• [Data to use]

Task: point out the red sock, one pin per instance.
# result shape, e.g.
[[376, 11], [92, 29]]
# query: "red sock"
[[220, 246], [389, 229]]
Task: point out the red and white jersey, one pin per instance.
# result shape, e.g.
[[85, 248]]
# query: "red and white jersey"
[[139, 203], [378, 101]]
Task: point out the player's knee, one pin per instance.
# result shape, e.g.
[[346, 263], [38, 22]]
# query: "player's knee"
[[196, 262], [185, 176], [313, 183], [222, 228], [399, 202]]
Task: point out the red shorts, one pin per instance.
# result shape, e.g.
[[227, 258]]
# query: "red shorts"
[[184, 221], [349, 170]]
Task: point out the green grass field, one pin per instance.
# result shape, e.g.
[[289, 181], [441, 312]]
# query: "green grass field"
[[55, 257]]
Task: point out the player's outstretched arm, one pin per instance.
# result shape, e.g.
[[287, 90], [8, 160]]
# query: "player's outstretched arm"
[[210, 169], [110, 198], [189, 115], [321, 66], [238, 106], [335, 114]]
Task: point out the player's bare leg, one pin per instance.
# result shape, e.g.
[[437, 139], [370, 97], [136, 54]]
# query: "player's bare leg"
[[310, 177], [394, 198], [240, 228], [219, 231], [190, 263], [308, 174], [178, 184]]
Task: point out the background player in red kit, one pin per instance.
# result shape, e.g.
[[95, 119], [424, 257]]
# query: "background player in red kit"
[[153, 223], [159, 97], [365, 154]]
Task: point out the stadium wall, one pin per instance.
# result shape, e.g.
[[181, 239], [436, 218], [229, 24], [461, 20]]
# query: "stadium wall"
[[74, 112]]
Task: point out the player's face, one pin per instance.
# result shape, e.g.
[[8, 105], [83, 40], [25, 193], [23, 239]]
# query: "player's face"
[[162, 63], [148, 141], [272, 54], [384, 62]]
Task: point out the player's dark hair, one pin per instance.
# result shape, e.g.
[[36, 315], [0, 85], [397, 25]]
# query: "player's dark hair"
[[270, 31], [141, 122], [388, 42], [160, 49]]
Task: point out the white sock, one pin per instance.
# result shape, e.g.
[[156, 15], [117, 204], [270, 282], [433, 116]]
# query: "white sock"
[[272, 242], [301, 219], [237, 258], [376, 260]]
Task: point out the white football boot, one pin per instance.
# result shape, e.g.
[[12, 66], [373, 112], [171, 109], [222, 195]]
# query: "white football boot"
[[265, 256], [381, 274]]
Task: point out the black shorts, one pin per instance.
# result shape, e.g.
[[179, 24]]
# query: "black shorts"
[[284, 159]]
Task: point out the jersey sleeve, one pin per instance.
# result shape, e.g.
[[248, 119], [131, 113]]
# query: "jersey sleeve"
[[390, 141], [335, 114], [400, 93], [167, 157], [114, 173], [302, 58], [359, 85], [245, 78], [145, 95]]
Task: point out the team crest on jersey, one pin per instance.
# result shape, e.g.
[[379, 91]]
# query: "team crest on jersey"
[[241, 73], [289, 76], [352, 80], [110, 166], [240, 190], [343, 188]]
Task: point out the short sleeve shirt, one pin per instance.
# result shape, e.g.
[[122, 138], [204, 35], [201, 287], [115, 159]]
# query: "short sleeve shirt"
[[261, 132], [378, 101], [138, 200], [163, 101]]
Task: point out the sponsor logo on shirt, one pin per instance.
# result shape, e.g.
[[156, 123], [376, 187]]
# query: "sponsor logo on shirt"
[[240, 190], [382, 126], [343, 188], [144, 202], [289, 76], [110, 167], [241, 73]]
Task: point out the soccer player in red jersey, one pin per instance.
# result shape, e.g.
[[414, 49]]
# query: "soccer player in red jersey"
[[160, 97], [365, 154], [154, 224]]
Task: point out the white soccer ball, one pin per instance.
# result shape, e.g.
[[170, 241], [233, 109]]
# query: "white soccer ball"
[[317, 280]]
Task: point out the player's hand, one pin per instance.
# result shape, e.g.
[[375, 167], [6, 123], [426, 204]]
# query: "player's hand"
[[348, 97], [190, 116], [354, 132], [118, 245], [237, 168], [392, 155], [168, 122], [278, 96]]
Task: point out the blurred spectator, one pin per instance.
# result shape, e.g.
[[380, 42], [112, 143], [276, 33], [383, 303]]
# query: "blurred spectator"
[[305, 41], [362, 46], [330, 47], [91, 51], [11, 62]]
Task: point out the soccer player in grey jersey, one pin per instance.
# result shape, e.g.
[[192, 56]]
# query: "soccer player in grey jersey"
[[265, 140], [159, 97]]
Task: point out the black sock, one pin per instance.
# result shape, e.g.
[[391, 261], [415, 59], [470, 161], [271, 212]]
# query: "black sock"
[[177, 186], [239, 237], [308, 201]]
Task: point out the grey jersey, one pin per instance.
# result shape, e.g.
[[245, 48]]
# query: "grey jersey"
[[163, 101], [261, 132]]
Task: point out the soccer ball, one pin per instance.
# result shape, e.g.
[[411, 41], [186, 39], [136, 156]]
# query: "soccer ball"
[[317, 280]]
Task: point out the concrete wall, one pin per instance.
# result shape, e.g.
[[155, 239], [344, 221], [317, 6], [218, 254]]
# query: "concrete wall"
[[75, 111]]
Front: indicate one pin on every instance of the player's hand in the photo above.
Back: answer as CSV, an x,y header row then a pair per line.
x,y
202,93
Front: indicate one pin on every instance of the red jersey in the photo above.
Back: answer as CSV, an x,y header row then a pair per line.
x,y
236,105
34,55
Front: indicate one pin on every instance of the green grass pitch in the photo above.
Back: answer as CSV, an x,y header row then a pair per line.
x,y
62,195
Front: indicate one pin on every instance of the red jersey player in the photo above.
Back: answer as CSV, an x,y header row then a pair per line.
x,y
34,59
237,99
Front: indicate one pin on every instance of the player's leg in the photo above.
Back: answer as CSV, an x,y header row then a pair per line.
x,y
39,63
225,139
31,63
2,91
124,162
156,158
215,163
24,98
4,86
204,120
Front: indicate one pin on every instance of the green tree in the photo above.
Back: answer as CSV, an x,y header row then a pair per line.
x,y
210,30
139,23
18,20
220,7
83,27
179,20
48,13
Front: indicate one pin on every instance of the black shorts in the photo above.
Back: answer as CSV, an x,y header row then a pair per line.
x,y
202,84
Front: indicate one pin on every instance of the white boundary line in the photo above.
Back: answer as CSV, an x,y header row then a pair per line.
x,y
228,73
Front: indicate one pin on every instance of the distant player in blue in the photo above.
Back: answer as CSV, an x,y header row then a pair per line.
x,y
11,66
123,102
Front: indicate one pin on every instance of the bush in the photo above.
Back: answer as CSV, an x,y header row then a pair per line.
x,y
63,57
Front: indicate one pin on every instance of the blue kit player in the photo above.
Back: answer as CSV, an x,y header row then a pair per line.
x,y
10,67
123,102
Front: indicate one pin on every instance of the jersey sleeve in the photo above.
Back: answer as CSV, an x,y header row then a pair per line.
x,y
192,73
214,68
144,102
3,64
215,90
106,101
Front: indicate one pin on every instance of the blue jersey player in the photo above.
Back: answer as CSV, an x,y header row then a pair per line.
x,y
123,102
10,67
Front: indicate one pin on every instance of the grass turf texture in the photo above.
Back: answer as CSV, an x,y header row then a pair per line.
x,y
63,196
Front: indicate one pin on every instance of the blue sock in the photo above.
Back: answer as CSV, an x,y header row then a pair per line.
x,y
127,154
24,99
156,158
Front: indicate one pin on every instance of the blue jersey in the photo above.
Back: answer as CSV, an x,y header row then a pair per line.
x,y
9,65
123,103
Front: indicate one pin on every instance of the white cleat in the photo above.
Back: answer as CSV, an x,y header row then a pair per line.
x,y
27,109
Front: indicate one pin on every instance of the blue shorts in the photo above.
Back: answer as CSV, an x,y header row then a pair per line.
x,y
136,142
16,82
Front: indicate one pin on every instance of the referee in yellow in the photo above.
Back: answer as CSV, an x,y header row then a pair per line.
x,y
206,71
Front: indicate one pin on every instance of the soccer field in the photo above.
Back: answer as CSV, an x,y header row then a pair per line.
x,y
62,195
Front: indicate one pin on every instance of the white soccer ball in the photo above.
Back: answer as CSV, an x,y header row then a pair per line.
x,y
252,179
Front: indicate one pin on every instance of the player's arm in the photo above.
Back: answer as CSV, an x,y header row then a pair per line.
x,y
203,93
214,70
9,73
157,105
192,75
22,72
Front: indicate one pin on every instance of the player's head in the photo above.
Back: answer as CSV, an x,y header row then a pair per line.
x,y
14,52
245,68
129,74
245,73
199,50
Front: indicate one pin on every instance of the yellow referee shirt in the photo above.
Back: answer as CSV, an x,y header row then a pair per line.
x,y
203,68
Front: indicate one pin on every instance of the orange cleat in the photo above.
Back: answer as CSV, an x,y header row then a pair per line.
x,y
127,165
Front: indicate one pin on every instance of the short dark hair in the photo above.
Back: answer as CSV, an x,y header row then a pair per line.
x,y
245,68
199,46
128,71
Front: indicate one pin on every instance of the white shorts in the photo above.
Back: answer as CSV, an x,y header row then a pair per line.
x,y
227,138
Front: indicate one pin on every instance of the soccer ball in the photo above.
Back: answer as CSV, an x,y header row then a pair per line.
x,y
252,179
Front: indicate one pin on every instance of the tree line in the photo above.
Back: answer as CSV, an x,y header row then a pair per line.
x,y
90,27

• [What to produce] Out of the data above, set down the lines from the one with "Task: point out the black shorts, one" to the one with "[[170, 241], [233, 109]]", both included, exactly as written and with no additions.

• [Expected output]
Task: point out the black shorts, one pin per instance.
# result shape, e.g.
[[179, 24]]
# query: "black shorts"
[[284, 159]]
Task: point out the jersey sleeve, one pin per instance.
# result shape, e.g.
[[248, 119], [131, 113]]
# query: "jersey sleeve"
[[390, 141], [335, 114], [400, 93], [167, 157], [114, 173], [302, 58], [359, 85], [245, 78], [145, 95]]
Task: point out the team crest on jersey, one pin per instance.
# result shape, e.g.
[[379, 91]]
# query: "team crest on jersey"
[[241, 73], [289, 76], [352, 80], [110, 166], [240, 190], [343, 188]]
Task: point out the short sleeve shirt, one pin per instance.
# result shape, e.g.
[[122, 138], [204, 35], [201, 287], [115, 159]]
# query: "short sleeve shirt"
[[261, 132], [378, 101], [138, 200], [163, 101]]
Task: point out the sponsor logo on shirt, one pin per instance.
# result shape, e.g.
[[156, 123], [376, 187]]
# query: "sponsor logo on shirt"
[[240, 190], [382, 126], [343, 188], [144, 202], [289, 76], [110, 167], [241, 73]]
Task: point out the soccer player in red jersey, one pin per instance.
# result shape, e.g.
[[414, 49]]
# query: "soccer player in red jersey"
[[160, 97], [365, 154], [154, 224]]
Task: point out the white soccer ball, one pin per instance.
# result shape, e.g.
[[170, 241], [233, 109]]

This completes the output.